# Defy fit for size L



## Har (Oct 16, 2002)

Tall, 6-2, long inseam 35 inches, short torso. Like the top tube lenght of this size bike. Current saddle is ridden at 83cm measured from center of BB to top of saddle. Is this bike the right size for me?

I will learn more when i vist the shops, but live in a rural area and am trying to get some feedback before i venture out.

Thanks


----------



## creila (Nov 15, 2007)

Yes, the M/L would be on the small side, but still may work for you. I am 6'0 with 33.5 inseam and am comfortable on the M/L. The best thing is of course to ride it, but if you can't, then compare the top-tube length and seat tube length to a bike you are comfortable riding. It is always better to have a smaller frame that can accomodate a longer stem, than the other way around - been there, done that...

> **ENTRIES PROVIDED**:
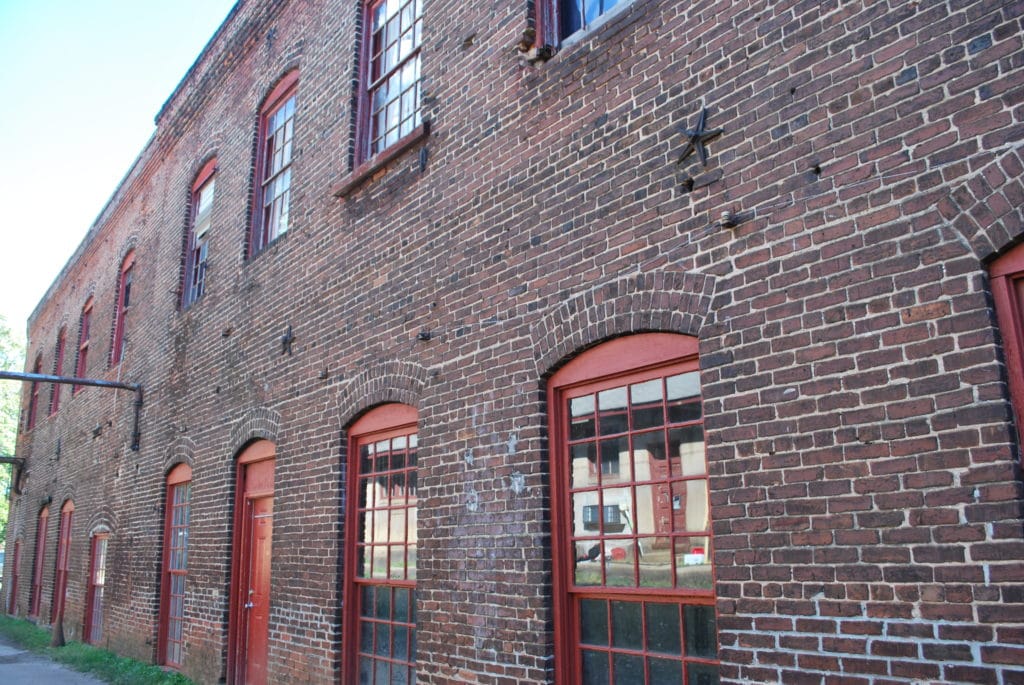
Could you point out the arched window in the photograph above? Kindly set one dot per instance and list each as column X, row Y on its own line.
column 30, row 422
column 198, row 240
column 36, row 591
column 381, row 542
column 1008, row 291
column 125, row 279
column 631, row 524
column 172, row 596
column 57, row 370
column 82, row 358
column 273, row 166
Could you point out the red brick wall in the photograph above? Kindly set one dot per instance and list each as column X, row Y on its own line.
column 865, row 484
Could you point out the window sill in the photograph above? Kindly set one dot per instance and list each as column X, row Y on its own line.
column 371, row 168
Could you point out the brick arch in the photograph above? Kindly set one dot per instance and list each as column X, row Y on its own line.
column 256, row 424
column 389, row 381
column 668, row 301
column 987, row 209
column 104, row 519
column 181, row 452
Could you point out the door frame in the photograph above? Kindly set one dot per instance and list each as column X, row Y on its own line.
column 245, row 490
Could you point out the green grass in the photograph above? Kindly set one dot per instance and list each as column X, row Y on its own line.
column 99, row 662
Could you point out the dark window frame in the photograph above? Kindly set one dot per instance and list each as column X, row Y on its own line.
column 272, row 180
column 126, row 277
column 58, row 360
column 198, row 244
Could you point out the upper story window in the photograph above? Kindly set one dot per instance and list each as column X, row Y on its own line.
column 631, row 520
column 82, row 361
column 561, row 18
column 274, row 164
column 198, row 241
column 57, row 370
column 30, row 422
column 390, row 92
column 124, row 301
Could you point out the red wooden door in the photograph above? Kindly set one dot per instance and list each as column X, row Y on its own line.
column 260, row 514
column 251, row 571
column 60, row 574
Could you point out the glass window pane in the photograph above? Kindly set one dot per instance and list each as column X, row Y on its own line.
column 700, row 631
column 595, row 668
column 665, row 671
column 594, row 622
column 693, row 563
column 663, row 629
column 686, row 448
column 627, row 625
column 689, row 506
column 629, row 669
column 701, row 674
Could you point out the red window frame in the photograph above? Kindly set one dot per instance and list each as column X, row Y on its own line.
column 36, row 590
column 273, row 164
column 198, row 234
column 14, row 572
column 92, row 631
column 1007, row 275
column 380, row 568
column 82, row 358
column 57, row 370
column 634, row 592
column 62, row 562
column 557, row 19
column 175, row 565
column 125, row 277
column 30, row 422
column 390, row 101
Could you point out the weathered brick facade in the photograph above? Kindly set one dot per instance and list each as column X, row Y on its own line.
column 865, row 482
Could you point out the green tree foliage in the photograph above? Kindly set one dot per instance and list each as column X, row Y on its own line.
column 11, row 358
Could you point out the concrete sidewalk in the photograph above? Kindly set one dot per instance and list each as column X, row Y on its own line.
column 19, row 667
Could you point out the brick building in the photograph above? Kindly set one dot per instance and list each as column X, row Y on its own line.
column 498, row 342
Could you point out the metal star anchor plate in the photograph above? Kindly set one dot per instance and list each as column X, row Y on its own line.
column 697, row 137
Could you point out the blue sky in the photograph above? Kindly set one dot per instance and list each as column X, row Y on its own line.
column 82, row 83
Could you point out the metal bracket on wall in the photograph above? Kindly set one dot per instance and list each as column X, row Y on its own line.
column 67, row 380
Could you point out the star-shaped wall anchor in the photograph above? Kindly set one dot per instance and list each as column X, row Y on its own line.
column 697, row 137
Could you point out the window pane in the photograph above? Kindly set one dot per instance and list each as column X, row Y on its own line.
column 627, row 625
column 595, row 668
column 629, row 669
column 700, row 631
column 663, row 629
column 701, row 674
column 594, row 622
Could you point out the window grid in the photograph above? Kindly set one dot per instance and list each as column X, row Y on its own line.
column 276, row 181
column 393, row 84
column 97, row 579
column 82, row 362
column 36, row 590
column 580, row 14
column 385, row 576
column 121, row 313
column 177, row 563
column 57, row 371
column 632, row 499
column 30, row 422
column 199, row 240
column 635, row 582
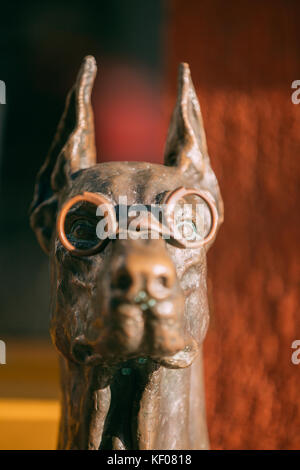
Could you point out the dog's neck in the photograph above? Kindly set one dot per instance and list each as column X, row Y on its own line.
column 127, row 408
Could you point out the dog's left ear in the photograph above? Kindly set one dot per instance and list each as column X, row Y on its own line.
column 73, row 149
column 186, row 146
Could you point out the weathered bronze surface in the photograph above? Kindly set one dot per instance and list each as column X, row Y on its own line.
column 129, row 317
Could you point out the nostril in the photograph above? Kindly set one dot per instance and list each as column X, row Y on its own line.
column 82, row 352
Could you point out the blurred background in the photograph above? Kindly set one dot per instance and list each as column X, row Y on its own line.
column 244, row 56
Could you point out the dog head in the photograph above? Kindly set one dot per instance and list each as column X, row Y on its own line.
column 124, row 297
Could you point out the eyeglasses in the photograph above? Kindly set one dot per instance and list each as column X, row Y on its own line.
column 188, row 218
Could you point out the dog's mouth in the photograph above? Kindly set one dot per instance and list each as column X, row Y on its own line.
column 146, row 329
column 86, row 355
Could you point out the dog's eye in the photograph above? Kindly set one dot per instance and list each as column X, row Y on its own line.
column 192, row 219
column 82, row 232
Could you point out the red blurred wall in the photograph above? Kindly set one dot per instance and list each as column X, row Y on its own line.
column 244, row 56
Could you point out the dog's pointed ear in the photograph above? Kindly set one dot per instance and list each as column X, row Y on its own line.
column 186, row 146
column 73, row 149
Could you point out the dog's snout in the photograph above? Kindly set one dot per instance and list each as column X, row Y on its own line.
column 146, row 269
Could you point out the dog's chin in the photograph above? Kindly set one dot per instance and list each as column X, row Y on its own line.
column 130, row 336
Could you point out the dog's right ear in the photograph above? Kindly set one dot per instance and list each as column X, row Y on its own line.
column 73, row 149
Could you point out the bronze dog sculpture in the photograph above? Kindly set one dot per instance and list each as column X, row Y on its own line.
column 128, row 316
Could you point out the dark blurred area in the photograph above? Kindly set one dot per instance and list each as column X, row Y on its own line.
column 244, row 56
column 42, row 45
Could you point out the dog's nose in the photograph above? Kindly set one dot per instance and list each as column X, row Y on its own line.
column 146, row 269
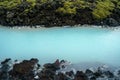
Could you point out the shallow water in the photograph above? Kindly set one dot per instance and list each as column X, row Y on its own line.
column 81, row 44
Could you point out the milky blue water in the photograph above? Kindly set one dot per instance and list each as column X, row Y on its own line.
column 83, row 44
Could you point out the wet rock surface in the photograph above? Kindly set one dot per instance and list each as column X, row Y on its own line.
column 32, row 70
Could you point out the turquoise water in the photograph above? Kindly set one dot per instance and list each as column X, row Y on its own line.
column 83, row 44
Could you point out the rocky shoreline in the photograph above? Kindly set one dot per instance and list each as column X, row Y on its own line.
column 51, row 13
column 32, row 70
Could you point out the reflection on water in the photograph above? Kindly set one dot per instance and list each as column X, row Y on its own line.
column 82, row 44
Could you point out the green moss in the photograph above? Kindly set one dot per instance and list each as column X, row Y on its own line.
column 103, row 9
column 68, row 8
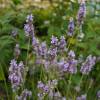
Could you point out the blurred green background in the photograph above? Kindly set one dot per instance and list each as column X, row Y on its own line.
column 50, row 17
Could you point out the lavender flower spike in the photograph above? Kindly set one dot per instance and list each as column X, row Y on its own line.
column 28, row 27
column 25, row 93
column 17, row 50
column 88, row 65
column 71, row 27
column 54, row 40
column 81, row 13
column 16, row 74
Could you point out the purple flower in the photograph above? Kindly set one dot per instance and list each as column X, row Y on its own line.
column 14, row 33
column 81, row 13
column 54, row 41
column 69, row 66
column 52, row 53
column 29, row 18
column 17, row 50
column 46, row 88
column 25, row 93
column 98, row 94
column 82, row 97
column 35, row 42
column 71, row 27
column 43, row 49
column 88, row 65
column 62, row 43
column 71, row 54
column 16, row 74
column 72, row 66
column 40, row 85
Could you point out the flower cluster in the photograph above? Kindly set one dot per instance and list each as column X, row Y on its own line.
column 28, row 27
column 88, row 65
column 69, row 65
column 46, row 88
column 25, row 93
column 16, row 72
column 17, row 51
column 82, row 97
column 81, row 13
column 71, row 27
column 98, row 94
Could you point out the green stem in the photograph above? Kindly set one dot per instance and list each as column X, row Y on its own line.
column 4, row 81
column 25, row 72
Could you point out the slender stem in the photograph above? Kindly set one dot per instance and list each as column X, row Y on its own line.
column 4, row 81
column 69, row 83
column 25, row 73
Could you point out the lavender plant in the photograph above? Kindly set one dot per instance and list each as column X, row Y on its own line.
column 57, row 61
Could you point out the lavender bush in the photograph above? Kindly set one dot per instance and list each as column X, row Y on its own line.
column 57, row 63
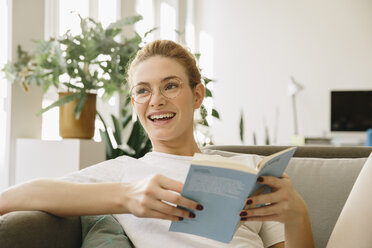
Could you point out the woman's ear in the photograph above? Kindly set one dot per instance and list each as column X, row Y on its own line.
column 199, row 93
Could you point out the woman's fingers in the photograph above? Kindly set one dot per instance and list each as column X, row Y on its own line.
column 158, row 197
column 168, row 196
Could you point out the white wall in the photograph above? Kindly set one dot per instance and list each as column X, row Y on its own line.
column 258, row 44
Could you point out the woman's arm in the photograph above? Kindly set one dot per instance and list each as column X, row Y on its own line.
column 286, row 206
column 143, row 199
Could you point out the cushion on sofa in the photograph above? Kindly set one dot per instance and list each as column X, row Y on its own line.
column 324, row 184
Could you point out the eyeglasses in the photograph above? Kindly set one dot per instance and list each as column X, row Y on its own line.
column 169, row 88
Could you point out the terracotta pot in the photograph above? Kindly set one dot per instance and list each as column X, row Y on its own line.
column 83, row 128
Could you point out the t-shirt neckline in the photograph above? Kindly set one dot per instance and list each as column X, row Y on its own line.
column 168, row 155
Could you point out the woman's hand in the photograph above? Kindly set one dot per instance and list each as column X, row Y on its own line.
column 283, row 204
column 158, row 197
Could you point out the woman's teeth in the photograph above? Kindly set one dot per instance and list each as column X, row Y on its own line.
column 163, row 116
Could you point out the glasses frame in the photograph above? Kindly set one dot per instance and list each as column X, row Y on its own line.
column 152, row 92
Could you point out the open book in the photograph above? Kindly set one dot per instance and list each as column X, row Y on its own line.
column 222, row 186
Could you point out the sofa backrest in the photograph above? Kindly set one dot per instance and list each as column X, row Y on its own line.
column 323, row 176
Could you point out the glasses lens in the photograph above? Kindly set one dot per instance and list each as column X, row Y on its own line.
column 171, row 88
column 141, row 93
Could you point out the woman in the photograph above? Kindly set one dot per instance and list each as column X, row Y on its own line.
column 166, row 89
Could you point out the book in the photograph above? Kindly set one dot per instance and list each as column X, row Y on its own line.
column 222, row 185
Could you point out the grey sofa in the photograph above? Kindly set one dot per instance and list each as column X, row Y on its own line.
column 323, row 176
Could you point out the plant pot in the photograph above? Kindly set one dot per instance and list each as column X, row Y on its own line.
column 83, row 128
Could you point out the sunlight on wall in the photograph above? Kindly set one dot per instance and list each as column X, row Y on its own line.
column 3, row 91
column 107, row 11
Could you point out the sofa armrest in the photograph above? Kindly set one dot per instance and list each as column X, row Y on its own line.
column 39, row 229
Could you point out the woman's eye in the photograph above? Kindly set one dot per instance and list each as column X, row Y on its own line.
column 142, row 91
column 171, row 86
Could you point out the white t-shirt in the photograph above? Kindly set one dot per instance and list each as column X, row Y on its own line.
column 148, row 232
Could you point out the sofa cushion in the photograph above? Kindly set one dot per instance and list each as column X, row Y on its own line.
column 37, row 229
column 103, row 231
column 324, row 185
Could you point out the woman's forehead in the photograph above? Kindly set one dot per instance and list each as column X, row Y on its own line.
column 157, row 69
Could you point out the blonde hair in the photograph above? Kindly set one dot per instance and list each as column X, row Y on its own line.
column 167, row 49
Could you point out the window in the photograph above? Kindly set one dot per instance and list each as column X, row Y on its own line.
column 168, row 20
column 4, row 57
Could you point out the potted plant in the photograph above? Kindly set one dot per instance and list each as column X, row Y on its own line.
column 78, row 66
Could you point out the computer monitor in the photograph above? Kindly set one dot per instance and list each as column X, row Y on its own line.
column 351, row 111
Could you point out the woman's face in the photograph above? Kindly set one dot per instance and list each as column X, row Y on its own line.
column 178, row 112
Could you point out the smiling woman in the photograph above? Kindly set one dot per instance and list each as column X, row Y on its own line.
column 145, row 193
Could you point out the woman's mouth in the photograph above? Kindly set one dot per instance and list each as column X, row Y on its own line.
column 161, row 117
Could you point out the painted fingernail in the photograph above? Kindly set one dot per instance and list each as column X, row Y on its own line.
column 191, row 215
column 199, row 207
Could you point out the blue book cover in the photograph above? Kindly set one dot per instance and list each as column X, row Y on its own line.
column 222, row 185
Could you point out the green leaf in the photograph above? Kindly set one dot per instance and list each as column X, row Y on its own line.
column 69, row 85
column 215, row 114
column 197, row 56
column 60, row 102
column 125, row 21
column 208, row 93
column 207, row 80
column 80, row 105
column 117, row 132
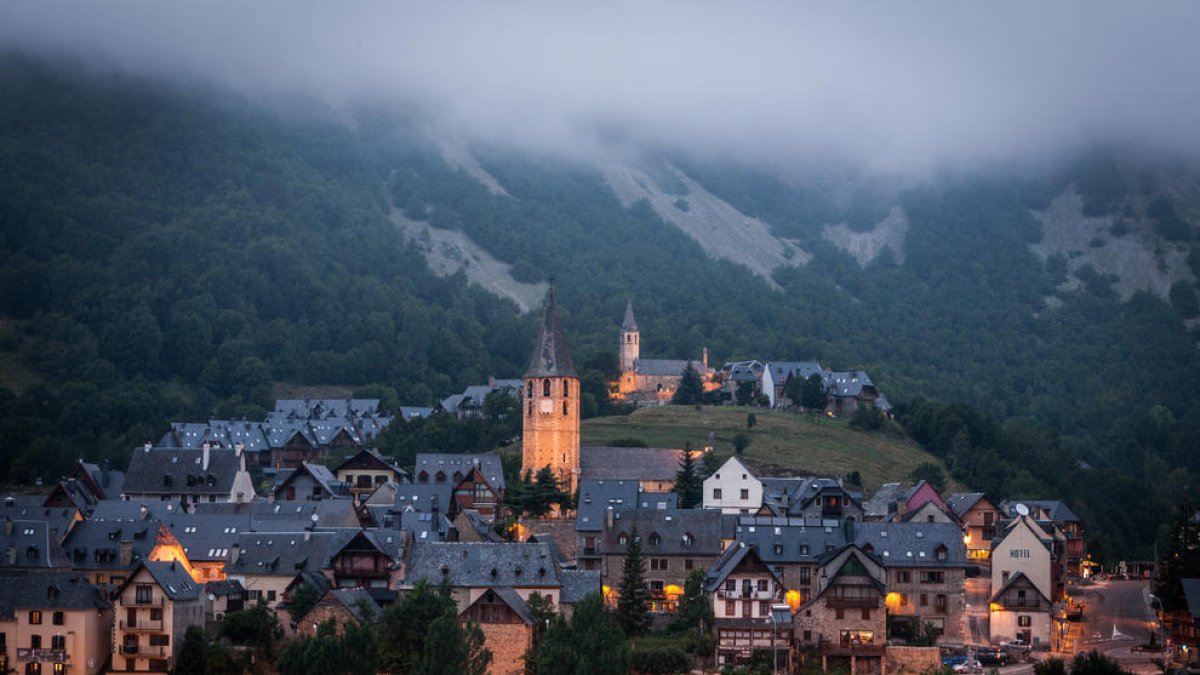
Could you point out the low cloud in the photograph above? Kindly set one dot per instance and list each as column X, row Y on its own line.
column 892, row 85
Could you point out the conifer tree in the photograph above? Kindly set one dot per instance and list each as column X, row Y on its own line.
column 633, row 605
column 689, row 485
column 690, row 389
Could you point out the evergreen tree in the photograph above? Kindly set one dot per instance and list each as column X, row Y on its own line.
column 592, row 644
column 689, row 485
column 633, row 605
column 1180, row 559
column 813, row 394
column 454, row 649
column 690, row 390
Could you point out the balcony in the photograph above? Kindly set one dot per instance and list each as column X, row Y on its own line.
column 852, row 602
column 142, row 625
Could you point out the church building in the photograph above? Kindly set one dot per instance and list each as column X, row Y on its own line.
column 551, row 428
column 651, row 381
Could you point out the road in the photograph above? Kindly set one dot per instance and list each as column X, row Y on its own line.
column 1115, row 619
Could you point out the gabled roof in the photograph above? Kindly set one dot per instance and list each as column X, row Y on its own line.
column 551, row 356
column 913, row 544
column 629, row 324
column 681, row 532
column 47, row 591
column 629, row 464
column 173, row 579
column 483, row 565
column 30, row 544
column 172, row 471
column 961, row 502
column 449, row 463
column 1018, row 579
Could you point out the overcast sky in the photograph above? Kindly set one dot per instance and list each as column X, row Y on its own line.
column 891, row 84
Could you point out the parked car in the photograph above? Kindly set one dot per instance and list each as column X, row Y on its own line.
column 993, row 657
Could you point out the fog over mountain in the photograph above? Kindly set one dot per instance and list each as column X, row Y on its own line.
column 898, row 87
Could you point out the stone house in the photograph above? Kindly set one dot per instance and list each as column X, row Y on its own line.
column 925, row 569
column 748, row 607
column 154, row 609
column 1019, row 609
column 53, row 622
column 978, row 517
column 846, row 622
column 366, row 470
column 675, row 543
column 189, row 476
column 733, row 489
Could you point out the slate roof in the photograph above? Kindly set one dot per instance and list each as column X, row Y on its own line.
column 96, row 544
column 629, row 464
column 318, row 472
column 883, row 502
column 489, row 465
column 47, row 591
column 30, row 544
column 173, row 579
column 577, row 584
column 849, row 383
column 961, row 502
column 798, row 541
column 171, row 471
column 666, row 368
column 913, row 544
column 285, row 554
column 551, row 356
column 483, row 565
column 29, row 507
column 1192, row 595
column 629, row 323
column 684, row 532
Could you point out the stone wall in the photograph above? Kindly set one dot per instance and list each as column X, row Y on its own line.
column 912, row 661
column 508, row 644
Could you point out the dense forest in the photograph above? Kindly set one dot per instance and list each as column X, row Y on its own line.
column 173, row 255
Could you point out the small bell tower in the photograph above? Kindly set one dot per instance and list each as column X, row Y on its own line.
column 551, row 414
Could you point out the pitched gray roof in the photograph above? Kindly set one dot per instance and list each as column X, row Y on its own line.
column 174, row 580
column 629, row 323
column 913, row 544
column 47, row 591
column 629, row 464
column 483, row 565
column 577, row 584
column 961, row 502
column 695, row 532
column 789, row 539
column 449, row 463
column 551, row 356
column 166, row 471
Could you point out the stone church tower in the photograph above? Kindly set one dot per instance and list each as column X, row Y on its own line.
column 629, row 347
column 551, row 429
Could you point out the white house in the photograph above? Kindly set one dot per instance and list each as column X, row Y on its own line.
column 733, row 489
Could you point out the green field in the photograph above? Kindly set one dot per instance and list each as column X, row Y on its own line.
column 781, row 442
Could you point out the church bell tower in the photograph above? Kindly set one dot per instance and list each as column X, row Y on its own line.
column 551, row 428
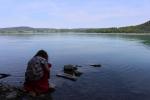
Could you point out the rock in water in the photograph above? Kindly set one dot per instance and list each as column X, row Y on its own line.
column 11, row 95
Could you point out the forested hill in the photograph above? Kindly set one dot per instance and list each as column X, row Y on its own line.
column 142, row 28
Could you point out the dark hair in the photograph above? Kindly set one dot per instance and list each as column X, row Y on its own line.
column 43, row 54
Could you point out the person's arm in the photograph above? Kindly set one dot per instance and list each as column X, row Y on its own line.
column 47, row 67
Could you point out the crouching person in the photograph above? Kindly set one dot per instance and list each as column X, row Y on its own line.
column 37, row 74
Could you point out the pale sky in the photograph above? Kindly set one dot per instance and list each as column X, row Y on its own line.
column 73, row 13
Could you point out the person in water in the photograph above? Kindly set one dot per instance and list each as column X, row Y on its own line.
column 37, row 74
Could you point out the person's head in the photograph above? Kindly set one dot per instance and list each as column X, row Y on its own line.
column 42, row 54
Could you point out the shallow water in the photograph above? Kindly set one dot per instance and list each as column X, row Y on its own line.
column 124, row 74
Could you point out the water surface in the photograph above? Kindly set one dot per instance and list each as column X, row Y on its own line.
column 124, row 74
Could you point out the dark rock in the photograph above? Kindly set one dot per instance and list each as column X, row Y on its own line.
column 4, row 75
column 11, row 95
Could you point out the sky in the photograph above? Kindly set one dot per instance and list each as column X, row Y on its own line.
column 73, row 13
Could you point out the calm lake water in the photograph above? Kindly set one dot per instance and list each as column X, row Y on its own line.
column 125, row 60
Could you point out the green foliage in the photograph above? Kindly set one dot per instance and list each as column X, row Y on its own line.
column 142, row 28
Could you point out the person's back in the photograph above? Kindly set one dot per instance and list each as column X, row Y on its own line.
column 37, row 74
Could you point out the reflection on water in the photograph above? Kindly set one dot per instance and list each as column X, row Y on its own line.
column 124, row 74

> **EXERCISE REQUIREMENTS**:
- A) In the Defy sizing thread, what height and inseam does creila give?
- B) Why is Har asking for feedback in the Defy sizing thread before going to the shops?
- C) Pick up the Defy sizing thread after its last post and continue it.

> **RESULTS FOR THE EXERCISE**:
- A) creila is 6'0 with a 33.5 inseam.

- B) Har lives in a rural area, so a trip to the shops takes some effort. Har wants to hear from others about whether the bike is the right size before making that trip.

- C)
----------



## Comer (Jan 13, 2009)

I'm 6'0 with a 34" inseam and I ride the Defy Advanced 0 M/L with a 110 stem. My Cervelo S3, S2 and RS were all 56cm with 110 stem.


----------



## ticmxman (May 20, 2007)

I'm 6'-2.5'', 34 inseam, long arms. I'm happy with my large Adv Defy. Running a 120mm stem. A test ride to evaluate the tt length and headtube length is highly recomended.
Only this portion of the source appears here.